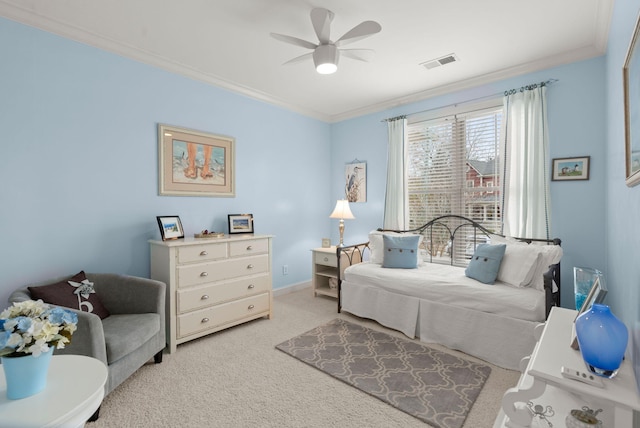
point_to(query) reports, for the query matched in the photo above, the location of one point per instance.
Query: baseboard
(291, 288)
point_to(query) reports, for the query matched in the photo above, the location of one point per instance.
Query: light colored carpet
(236, 378)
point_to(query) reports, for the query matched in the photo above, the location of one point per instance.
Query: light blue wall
(78, 168)
(622, 203)
(577, 127)
(79, 165)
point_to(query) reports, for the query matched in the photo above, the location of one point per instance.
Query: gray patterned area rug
(434, 386)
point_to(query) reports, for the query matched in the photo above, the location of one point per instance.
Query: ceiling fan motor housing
(325, 58)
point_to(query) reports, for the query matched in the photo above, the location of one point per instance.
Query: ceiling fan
(326, 53)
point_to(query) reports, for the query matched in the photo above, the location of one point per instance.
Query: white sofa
(438, 303)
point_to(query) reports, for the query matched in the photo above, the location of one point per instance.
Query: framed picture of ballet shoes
(195, 163)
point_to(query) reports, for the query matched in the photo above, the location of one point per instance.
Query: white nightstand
(325, 270)
(542, 383)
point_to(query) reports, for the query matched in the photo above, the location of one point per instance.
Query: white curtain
(526, 208)
(396, 202)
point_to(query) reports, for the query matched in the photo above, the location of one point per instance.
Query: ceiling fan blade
(365, 55)
(359, 32)
(294, 41)
(321, 20)
(299, 58)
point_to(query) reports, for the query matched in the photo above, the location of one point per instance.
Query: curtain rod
(504, 93)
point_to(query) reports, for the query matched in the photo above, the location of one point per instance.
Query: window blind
(453, 168)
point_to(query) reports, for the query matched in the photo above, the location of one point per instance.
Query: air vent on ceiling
(447, 59)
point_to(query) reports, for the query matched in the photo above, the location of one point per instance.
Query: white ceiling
(227, 43)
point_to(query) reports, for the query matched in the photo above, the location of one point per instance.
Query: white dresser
(212, 283)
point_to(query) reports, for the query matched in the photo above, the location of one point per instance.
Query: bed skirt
(496, 339)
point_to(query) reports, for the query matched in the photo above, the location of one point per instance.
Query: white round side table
(74, 391)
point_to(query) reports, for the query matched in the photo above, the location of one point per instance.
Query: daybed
(438, 303)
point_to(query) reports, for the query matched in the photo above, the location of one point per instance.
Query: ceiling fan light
(325, 58)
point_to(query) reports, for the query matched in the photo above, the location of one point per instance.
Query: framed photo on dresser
(240, 223)
(170, 227)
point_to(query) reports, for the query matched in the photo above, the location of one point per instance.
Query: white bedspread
(448, 285)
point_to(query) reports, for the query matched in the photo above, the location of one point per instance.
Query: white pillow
(524, 264)
(376, 245)
(519, 262)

————————

What you are asked to do — Each record must be quoted in full and exactly. Do not include the pictures.

Exercise answer —
point_to(query) reports, for the query matched in the photo above, the location of one point per instance.
Query: baseboard
(291, 288)
point_to(query) reports, for the query matched in the photo above, the location of one point per instance.
Query: light colored carpet
(236, 378)
point_to(query) reports, for the query matched in the photo above, the location of one point per instance.
Query: light blue wall
(78, 168)
(622, 203)
(577, 127)
(79, 165)
point_to(query) reports, for the query matched in the photo above, the location of one point per instance.
Query: gray patterned area rug
(434, 386)
point_to(query) reports, for the query matched in the photo above, the location of one point per instance.
Query: ceiling fan motor housing
(325, 58)
point_to(query) reports, for the query matched in the photo above, the location of one point per instance.
Query: ceiling fan
(326, 53)
point_to(query) reports, for the query matched in the photo above, the location of one point per instance.
Query: white sofa
(438, 303)
point_to(query) reports, for the query matched in the photo above, the location of one point per instance.
Query: framed picture of ballet shoes
(195, 163)
point_to(query) reports, for the query matched in the photo above, the location of one point per instance.
Query: white nightstand
(325, 270)
(542, 383)
point_to(query) reports, for the query matched in the photo above, the location of one point per instance.
Query: white curtain
(526, 208)
(396, 202)
point_to(query) reports, for the query matched in the photo above, the location of one point per instance.
Query: ceiling fan blade
(365, 55)
(359, 32)
(294, 41)
(321, 20)
(299, 58)
point_to(query) reports, for the query matched in the photo above, the location of one point per instance.
Query: curtain rod
(504, 93)
point_to(query) reports, for the query matched in the photo above, the location of one point per instance.
Query: window blind
(453, 168)
point_to(query) reports, for the query matched in the photo above, the location of one point per instance.
Query: air vent on ceiling
(447, 59)
point_to(query) reports, for the query matched in the photo above, the location of one point per instance.
Query: white ceiling
(227, 43)
point_to(query) reports, for the query matched in the photo above, the location of one point per instance.
Query: white dresser
(212, 283)
point_to(query) reports, for the query matched in the photo above, the location of one point per instance.
Query: bed skirt
(496, 339)
point_to(query) reports, for the query matched in the photo above, the location of one point per instance.
Query: white round side table
(74, 391)
point_to(query) reports, for the query matched in the photo above, the location of one point per instance.
Query: daybed
(438, 303)
point_to(query) reports, for the query matched in the photo above, the location of one point per instance.
Query: ceiling fan light
(325, 58)
point_to(query) reports, for the query matched in the photo above, the location of one point per instance.
Query: framed photo on dresser
(240, 223)
(170, 227)
point_to(query) reports, for the query matched in the photo above, the location of one point per instance.
Query: white bedspread
(448, 285)
point_to(query) reports, for the query matched in the photo above, the location of one point per instance.
Query: white pillow
(524, 264)
(376, 245)
(519, 262)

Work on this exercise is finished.